Start of Provided records

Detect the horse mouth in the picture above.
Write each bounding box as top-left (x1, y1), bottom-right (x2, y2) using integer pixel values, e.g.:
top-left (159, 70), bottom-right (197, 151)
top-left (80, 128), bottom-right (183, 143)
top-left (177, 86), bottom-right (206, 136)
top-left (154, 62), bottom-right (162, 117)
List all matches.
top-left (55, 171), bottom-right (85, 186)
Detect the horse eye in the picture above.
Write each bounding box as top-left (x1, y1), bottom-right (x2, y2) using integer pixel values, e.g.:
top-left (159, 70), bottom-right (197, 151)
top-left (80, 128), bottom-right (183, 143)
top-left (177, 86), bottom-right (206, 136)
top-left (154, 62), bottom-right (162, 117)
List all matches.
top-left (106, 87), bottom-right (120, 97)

End of Provided records
Start of Provided records

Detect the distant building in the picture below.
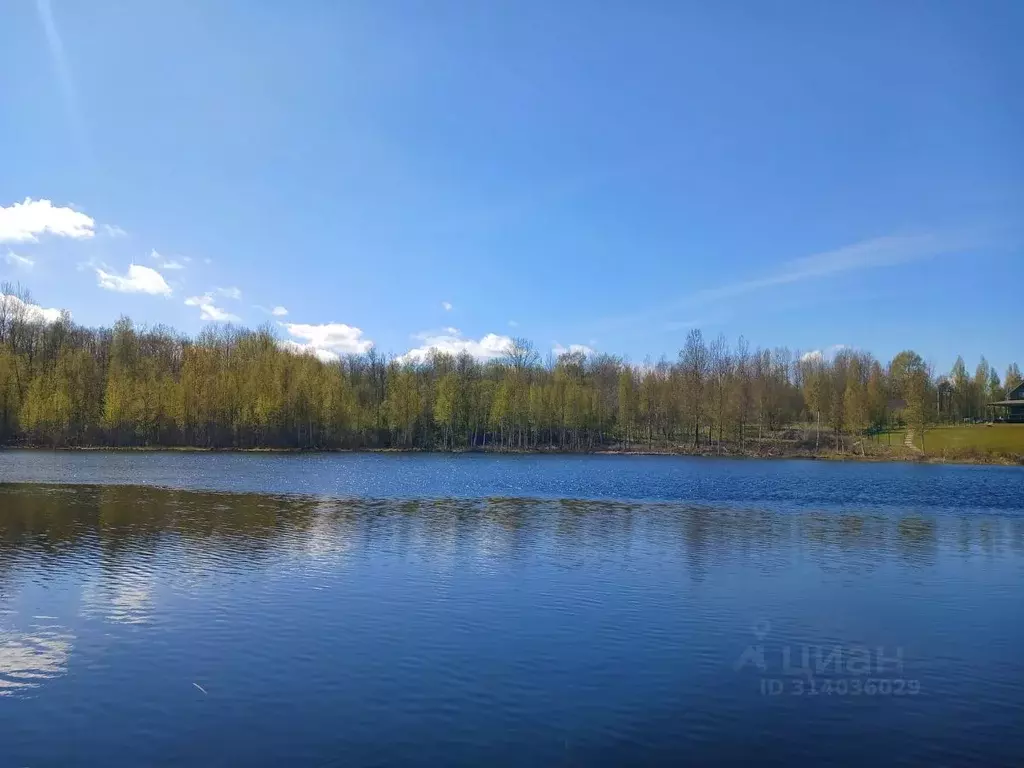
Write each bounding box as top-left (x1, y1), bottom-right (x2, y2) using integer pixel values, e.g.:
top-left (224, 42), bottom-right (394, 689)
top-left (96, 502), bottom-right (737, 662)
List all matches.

End of Provided records

Which lines in the records above contain the word "picture"? Pull out each of those lines and copy it in full.

Detect the horse mouth in the picture above.
Detect the horse eye in the picture above.
Detect the distant building in the picture below.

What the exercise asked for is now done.